### THE REQUEST
Print every one of the following lines without any change.
▼▼▼
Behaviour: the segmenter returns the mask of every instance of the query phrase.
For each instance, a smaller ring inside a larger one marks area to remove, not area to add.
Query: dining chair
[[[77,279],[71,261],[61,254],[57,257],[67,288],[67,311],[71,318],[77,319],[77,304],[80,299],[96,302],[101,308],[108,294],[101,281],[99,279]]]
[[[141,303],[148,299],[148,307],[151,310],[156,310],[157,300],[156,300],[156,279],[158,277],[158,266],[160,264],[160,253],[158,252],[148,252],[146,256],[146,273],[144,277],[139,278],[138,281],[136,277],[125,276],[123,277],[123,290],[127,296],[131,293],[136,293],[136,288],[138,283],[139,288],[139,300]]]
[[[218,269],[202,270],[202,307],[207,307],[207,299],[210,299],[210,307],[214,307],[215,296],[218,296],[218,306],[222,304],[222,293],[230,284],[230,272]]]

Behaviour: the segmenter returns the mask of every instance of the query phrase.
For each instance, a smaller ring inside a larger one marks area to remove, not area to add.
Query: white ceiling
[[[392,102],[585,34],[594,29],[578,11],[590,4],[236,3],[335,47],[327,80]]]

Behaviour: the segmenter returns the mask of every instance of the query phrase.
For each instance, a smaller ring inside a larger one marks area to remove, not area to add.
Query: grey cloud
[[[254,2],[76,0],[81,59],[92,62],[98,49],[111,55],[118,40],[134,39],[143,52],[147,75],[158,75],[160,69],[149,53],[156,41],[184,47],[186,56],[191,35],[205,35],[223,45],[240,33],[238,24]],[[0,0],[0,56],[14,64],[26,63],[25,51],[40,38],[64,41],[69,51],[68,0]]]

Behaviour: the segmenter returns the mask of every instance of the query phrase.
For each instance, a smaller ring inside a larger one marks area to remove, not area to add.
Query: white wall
▲▲▲
### TASK OUTPUT
Behaviour: the segmenter returns the mask of every instance of the query phrase.
For each instance, a smaller ring inside a larger one marks area to remove, not area to add.
Query: dining chair
[[[77,279],[71,261],[61,254],[57,257],[67,288],[67,311],[71,318],[77,319],[77,304],[80,299],[96,302],[101,308],[108,294],[101,281],[99,279]]]
[[[141,303],[148,299],[148,307],[151,310],[156,310],[157,300],[156,300],[156,279],[158,277],[158,266],[160,264],[160,253],[158,252],[148,252],[146,256],[146,273],[144,277],[139,278],[138,281],[136,277],[125,276],[123,277],[123,290],[127,296],[131,293],[136,293],[136,288],[138,283],[139,288],[139,300]]]
[[[218,269],[202,270],[202,307],[207,307],[207,299],[210,299],[210,307],[214,307],[215,296],[218,296],[218,306],[222,304],[222,293],[230,284],[230,272]]]

Behaviour: the segmenter returns the mask of every instance of the query phrase.
For each instance, a smaller ring inside a larger one marks area to remove, not area to add.
Query: white ceiling
[[[392,102],[585,34],[594,29],[578,11],[590,4],[236,3],[335,47],[327,80]]]

Behaviour: the segmenter returns the mask of every instance of the query phrase.
For each instance, a smaller ring inside a larger one marks area to remove, not area to add.
Query: grey cloud
[[[254,2],[76,0],[81,59],[92,62],[98,49],[111,55],[118,40],[134,39],[143,52],[147,75],[158,75],[160,69],[149,53],[156,41],[184,47],[186,56],[191,35],[205,35],[223,45],[240,33],[238,24]],[[0,0],[0,56],[14,64],[26,63],[25,51],[40,38],[64,41],[69,51],[68,0]]]

Behaviour: the segmenter returns the mask of every instance of the query phrase.
For each instance, a smaller ring inside a larger one marks area to remove, not area to add.
Query: white wall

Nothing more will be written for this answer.